** Source text **
Sinusitis (swelling of the sinuses in the nasal cavity) strikes 68 percent of positive people—compared with 14 percent of the general U.S. population—leaving them wheezing, snuffling and aching. But for scientists, it seems a low priority: Of the 2,642 presentations at the 2007 International AIDS Conference in Sydney, not one concerned sinusitis in HIV-positive people.

Sinusitis expert Thomas Tami, MD, of Cincinnati’s Sinus Institute, says a possible reason the condition is so common among positive people is that HIV raises blood levels of a protein connected with allergies. HIV also seems to thicken mucus, Tami says, making it harder to clear nasal passages and creating “more tenacious” sinus ills.

When CD4 counts drop below 200, AIDS-related infections often produce more stubborn, painful infections, some resistant to treatment. But if your HIV is well controlled, you’ll get the same sinusitis treatment as negative folks: a first-line of attack with antibiotics, because most cases in healthy people stem from bacterial infections.

If the antibiotics don’t knock out the infection in a week or two, next is either a broader-scope antibiotic or “culture-directed therapy”—your doc analyzes a sample of your infection to identify the exact germ causing it, then prescribes the appropriate medicine.

For cases that won’t quit, surgical options exist. Short of that, your doc may prescribe steroids and other drugs to quell chronic inflammation. Decongestants can help; so can home remedies like salt-water flushing to clear passages. “Twice a day I snort prescription nasal spray,” says Michael Connidis, who’s had HIV for 22 years and sinusitis for nine. “It limits the lovely hawking and honking.”

** Problem statement **
Write out the passage of the sinusitis article that begins with the words containing "Sinusitis expert Thomas" and ends with "from bacterial infections.".

** Data supplied **
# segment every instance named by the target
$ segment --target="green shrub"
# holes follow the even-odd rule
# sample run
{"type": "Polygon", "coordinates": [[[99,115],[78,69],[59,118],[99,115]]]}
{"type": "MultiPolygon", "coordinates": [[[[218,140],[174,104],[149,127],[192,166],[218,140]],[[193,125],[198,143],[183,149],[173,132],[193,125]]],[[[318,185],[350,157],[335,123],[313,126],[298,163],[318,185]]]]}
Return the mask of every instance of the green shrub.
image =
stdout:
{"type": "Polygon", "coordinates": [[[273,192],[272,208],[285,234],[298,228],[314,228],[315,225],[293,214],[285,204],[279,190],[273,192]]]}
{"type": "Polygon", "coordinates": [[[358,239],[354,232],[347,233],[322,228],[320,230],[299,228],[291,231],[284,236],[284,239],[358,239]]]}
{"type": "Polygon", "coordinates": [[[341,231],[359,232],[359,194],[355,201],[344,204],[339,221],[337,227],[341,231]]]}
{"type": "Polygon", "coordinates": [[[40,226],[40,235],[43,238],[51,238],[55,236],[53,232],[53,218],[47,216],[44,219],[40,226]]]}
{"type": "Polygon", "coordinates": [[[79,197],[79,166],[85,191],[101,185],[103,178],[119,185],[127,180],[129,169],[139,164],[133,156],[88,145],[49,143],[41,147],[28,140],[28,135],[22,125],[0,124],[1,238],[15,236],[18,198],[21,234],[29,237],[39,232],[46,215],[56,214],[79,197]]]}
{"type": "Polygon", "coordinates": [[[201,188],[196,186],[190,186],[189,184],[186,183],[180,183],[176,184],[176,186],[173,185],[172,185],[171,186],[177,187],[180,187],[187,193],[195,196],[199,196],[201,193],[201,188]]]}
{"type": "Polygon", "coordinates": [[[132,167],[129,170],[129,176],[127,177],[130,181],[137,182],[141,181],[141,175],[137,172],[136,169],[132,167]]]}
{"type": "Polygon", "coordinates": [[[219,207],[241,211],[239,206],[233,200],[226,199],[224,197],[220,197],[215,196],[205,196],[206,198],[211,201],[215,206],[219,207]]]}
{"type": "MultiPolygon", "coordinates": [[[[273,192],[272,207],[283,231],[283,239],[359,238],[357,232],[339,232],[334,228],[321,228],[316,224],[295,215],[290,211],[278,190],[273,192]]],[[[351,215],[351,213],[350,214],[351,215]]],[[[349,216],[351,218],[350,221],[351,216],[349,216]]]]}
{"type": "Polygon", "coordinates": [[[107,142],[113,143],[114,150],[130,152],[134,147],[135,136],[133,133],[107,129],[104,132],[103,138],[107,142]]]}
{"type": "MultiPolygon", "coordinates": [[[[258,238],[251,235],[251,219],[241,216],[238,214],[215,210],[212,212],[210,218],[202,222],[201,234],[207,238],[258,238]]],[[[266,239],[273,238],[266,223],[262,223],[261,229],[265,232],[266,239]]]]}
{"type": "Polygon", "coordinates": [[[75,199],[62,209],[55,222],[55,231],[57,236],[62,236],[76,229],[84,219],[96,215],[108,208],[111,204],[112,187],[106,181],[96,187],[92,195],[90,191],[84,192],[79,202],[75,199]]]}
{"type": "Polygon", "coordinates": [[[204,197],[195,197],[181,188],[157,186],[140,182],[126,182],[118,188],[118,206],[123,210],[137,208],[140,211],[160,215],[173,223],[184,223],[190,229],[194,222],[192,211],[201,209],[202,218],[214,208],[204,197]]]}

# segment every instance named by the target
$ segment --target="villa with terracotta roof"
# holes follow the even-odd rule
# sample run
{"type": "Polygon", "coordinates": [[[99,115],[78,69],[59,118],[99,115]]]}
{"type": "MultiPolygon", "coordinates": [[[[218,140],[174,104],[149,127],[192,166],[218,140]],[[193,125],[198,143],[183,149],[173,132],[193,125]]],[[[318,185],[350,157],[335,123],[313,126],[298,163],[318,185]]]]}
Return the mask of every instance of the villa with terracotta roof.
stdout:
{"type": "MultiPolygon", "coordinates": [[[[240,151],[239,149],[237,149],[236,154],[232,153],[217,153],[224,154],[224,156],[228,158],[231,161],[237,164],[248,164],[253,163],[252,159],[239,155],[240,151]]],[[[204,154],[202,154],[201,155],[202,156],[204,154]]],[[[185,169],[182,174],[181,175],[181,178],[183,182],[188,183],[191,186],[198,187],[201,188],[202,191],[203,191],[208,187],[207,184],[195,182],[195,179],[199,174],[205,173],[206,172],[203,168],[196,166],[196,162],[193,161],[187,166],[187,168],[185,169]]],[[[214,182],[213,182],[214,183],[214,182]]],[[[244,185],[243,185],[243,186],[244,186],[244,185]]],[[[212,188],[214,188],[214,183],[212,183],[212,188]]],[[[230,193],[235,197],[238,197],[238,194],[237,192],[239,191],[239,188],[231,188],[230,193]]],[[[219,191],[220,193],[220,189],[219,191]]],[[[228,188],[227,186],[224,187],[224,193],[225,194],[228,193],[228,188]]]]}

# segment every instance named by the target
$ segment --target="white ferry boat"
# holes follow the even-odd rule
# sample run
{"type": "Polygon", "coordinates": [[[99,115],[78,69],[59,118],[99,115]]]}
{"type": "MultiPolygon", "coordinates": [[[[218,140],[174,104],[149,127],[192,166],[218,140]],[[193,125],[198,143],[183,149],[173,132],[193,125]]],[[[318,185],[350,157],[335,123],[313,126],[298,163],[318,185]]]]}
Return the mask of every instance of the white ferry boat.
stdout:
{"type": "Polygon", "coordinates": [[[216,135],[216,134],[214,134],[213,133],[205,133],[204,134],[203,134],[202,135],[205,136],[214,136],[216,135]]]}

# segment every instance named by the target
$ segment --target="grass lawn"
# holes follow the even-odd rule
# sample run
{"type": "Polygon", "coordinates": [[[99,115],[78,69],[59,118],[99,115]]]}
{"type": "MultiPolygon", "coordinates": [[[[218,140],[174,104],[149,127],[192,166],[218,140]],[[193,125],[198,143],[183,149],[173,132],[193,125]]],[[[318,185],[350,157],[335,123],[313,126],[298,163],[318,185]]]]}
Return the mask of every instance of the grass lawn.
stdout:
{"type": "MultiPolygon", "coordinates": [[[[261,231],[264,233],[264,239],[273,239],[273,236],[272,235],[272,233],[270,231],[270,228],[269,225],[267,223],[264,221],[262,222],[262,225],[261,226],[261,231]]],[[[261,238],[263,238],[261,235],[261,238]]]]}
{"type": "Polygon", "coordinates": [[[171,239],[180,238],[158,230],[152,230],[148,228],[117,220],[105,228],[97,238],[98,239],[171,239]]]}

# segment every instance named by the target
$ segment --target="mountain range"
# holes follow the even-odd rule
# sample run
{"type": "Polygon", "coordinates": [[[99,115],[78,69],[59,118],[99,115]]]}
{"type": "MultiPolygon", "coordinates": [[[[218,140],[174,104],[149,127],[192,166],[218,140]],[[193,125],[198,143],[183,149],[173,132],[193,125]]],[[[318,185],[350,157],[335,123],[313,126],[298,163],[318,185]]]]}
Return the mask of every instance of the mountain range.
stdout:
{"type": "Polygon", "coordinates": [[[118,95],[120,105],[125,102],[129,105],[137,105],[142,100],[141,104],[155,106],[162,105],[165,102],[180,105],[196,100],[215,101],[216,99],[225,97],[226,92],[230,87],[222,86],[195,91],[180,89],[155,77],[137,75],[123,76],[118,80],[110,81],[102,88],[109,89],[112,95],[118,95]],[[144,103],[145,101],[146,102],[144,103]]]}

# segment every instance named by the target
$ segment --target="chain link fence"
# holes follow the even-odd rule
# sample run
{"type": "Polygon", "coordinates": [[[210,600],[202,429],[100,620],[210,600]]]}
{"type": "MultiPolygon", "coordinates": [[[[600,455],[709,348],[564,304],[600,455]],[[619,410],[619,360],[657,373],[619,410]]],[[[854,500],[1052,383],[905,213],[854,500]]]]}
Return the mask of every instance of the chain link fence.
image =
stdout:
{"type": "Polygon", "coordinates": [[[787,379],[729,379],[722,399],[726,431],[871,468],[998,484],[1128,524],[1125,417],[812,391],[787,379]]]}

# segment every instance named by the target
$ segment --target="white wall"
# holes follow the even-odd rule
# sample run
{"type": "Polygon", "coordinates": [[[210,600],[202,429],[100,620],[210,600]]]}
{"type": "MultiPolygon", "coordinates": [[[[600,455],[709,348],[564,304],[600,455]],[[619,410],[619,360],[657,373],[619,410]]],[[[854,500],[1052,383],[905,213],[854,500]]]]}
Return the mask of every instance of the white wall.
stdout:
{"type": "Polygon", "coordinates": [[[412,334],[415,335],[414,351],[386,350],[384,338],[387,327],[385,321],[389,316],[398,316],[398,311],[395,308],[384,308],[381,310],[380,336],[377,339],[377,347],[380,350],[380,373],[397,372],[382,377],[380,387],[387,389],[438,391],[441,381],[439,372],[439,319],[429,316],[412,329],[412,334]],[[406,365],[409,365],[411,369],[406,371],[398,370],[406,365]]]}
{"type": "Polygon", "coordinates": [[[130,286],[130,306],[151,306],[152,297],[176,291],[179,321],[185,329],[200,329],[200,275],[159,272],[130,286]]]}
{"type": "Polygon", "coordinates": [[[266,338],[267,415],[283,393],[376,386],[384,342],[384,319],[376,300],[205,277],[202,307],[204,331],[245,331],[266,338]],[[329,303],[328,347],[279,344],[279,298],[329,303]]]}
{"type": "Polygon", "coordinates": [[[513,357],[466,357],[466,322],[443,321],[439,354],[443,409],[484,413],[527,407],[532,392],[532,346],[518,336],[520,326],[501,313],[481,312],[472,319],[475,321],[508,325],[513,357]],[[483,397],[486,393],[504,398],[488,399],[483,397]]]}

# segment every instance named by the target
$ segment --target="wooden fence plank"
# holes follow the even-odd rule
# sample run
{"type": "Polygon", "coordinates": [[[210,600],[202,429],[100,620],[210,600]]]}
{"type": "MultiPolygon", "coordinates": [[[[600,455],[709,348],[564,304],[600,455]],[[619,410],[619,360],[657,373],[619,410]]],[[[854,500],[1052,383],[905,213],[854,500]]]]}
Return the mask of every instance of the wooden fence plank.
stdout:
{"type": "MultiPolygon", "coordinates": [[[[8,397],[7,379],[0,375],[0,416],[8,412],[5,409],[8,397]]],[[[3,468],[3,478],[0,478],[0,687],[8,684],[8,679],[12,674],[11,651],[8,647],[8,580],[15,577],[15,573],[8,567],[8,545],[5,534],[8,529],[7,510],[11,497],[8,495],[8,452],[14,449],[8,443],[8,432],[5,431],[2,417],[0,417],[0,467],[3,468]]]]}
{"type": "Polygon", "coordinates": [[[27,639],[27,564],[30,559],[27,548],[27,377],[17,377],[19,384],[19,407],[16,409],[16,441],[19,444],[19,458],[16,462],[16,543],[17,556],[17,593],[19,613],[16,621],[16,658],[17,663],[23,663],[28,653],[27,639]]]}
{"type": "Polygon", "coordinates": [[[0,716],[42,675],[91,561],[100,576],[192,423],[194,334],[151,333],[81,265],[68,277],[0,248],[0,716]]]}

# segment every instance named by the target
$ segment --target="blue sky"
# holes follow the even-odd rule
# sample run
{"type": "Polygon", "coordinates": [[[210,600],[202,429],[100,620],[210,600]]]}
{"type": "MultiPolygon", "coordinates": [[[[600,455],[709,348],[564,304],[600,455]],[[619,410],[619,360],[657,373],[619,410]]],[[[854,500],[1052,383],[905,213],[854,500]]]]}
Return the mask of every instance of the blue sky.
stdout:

** Result of this exercise **
Sinusitis expert Thomas Tami, MD, of Cincinnati’s Sinus Institute, says a possible reason the condition is so common among positive people is that HIV raises blood levels of a protein connected with allergies. HIV also seems to thicken mucus, Tami says, making it harder to clear nasal passages and creating “more tenacious” sinus ills.

When CD4 counts drop below 200, AIDS-related infections often produce more stubborn, painful infections, some resistant to treatment. But if your HIV is well controlled, you’ll get the same sinusitis treatment as negative folks: a first-line of attack with antibiotics, because most cases in healthy people stem from bacterial infections.